■ Aim of the exercise: List every line in the items below that contains the word "water", treating uppercase and lowercase as distinct.

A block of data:
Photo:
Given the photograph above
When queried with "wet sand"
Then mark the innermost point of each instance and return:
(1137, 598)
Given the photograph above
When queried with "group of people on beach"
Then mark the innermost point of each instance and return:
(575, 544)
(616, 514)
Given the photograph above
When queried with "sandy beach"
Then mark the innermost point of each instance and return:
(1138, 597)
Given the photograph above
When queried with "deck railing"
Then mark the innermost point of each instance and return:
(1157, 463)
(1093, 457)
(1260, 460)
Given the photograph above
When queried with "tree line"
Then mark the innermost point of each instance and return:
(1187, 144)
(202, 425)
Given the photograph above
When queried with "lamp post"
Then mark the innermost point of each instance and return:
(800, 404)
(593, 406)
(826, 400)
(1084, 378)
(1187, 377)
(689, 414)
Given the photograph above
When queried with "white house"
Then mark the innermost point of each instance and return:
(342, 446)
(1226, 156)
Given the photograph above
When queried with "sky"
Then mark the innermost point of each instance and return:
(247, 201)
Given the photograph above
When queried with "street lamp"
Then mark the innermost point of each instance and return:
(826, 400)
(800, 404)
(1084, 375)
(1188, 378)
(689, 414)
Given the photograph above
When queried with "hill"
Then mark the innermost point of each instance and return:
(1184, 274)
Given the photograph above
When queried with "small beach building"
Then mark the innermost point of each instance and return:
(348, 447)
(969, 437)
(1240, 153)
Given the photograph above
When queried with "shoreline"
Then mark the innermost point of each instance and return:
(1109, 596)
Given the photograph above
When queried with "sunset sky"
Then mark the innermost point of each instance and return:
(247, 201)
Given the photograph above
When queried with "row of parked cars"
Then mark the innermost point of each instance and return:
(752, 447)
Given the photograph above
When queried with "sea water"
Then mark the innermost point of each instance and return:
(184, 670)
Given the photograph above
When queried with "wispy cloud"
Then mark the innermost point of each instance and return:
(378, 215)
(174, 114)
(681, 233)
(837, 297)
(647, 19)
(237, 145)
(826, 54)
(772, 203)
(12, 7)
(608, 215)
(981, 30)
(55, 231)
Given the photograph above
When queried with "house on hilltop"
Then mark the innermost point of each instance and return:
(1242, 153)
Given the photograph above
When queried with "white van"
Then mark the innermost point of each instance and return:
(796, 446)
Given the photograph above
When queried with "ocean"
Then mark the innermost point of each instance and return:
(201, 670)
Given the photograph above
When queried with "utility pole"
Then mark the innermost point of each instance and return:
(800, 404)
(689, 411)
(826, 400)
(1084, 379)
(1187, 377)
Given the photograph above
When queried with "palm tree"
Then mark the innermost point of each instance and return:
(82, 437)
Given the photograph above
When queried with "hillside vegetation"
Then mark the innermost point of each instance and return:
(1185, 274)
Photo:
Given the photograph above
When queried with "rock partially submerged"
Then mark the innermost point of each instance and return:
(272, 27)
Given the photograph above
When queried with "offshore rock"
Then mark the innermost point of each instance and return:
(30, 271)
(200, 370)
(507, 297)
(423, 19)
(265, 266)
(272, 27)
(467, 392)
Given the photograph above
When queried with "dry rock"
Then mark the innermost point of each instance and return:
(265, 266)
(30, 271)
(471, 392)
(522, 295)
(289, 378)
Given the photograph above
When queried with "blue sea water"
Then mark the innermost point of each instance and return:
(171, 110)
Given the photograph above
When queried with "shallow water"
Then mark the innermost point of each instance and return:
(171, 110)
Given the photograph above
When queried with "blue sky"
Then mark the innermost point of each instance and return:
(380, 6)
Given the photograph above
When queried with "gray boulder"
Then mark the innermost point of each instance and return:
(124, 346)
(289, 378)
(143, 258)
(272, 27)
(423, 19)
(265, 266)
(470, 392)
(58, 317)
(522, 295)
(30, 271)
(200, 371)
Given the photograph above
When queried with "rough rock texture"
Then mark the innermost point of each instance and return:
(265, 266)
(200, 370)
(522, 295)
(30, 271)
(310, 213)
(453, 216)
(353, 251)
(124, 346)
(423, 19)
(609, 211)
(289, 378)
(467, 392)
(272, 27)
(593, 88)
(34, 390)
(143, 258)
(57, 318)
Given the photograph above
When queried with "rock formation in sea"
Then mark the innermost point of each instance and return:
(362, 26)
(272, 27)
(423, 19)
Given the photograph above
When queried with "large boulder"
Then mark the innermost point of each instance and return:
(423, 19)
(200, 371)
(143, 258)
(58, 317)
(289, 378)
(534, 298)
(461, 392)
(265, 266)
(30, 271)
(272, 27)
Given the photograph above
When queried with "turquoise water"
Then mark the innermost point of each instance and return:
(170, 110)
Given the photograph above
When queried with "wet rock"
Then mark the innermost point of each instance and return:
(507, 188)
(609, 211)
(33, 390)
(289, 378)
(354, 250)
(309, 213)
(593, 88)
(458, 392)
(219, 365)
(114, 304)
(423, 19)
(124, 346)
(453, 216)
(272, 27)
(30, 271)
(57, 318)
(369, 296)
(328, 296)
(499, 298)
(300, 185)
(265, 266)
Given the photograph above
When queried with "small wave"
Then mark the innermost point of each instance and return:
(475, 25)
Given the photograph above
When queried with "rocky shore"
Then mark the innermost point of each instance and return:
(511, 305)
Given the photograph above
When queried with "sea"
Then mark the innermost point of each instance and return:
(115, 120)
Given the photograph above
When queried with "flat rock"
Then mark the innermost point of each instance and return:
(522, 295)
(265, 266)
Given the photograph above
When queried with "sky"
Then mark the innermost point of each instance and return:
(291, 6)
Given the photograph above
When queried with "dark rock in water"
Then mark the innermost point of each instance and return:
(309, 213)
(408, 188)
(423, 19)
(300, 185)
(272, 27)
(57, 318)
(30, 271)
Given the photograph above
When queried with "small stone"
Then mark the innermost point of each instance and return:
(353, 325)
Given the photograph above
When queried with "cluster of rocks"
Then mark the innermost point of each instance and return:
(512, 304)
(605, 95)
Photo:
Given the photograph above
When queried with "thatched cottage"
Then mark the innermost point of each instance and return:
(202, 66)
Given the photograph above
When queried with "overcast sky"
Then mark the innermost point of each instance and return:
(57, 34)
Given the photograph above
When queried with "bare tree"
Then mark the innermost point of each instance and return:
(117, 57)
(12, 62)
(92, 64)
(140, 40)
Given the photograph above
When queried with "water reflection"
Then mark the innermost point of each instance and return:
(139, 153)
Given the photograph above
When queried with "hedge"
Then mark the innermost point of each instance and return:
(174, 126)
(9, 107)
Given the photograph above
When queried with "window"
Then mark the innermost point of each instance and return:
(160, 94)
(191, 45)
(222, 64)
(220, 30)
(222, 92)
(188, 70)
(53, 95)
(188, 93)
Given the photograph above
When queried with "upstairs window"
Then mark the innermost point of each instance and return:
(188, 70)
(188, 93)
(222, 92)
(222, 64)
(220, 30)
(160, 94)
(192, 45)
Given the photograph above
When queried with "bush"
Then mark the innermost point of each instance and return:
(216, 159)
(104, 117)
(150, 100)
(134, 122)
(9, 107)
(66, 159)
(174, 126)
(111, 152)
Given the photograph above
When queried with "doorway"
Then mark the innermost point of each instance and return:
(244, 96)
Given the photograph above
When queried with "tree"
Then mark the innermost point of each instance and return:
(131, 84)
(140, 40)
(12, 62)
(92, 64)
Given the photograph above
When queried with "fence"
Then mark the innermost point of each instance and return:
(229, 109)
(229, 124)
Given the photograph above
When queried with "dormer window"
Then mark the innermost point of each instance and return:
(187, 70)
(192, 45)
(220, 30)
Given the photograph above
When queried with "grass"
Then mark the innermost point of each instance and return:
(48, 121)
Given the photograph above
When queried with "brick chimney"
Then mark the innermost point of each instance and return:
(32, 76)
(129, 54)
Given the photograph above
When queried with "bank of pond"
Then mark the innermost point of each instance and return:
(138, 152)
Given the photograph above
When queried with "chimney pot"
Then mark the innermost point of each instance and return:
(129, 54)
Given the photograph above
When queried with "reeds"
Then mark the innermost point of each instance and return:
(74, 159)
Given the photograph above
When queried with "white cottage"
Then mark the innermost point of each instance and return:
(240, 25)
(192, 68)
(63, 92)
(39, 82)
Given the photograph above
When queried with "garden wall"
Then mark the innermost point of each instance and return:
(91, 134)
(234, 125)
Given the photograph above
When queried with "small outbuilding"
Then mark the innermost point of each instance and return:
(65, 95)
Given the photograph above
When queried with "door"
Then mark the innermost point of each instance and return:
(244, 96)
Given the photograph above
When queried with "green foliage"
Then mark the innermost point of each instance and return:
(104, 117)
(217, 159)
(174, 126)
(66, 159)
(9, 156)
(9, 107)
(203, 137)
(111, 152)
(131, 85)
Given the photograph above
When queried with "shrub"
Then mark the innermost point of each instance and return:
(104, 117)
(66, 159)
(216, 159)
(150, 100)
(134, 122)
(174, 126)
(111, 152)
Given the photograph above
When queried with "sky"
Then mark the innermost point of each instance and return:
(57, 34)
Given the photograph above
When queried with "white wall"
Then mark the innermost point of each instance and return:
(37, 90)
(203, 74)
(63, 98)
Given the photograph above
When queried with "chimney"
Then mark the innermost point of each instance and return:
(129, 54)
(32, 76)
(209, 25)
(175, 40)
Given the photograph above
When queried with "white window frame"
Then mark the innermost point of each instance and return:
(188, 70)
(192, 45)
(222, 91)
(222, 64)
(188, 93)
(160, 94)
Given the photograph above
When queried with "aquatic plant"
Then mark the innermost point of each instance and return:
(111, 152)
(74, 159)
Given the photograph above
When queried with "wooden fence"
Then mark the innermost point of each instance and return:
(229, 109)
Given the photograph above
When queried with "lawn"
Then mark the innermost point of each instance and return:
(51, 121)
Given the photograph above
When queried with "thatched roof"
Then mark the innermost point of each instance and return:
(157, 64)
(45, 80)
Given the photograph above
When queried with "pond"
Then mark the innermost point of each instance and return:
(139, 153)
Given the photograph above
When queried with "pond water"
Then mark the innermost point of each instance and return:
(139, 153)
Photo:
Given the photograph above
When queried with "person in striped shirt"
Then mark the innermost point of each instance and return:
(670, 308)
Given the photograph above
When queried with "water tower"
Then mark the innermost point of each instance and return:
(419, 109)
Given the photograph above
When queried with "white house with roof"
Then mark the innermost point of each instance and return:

■ Full solution:
When queried with "sea water"
When queried with "blue sea water"
When queried with "shallow water"
When queried with "turquoise water"
When queried with "dark rock in water"
When queried with "water reflection"
When queried with "pond water"
When queried with "water tower"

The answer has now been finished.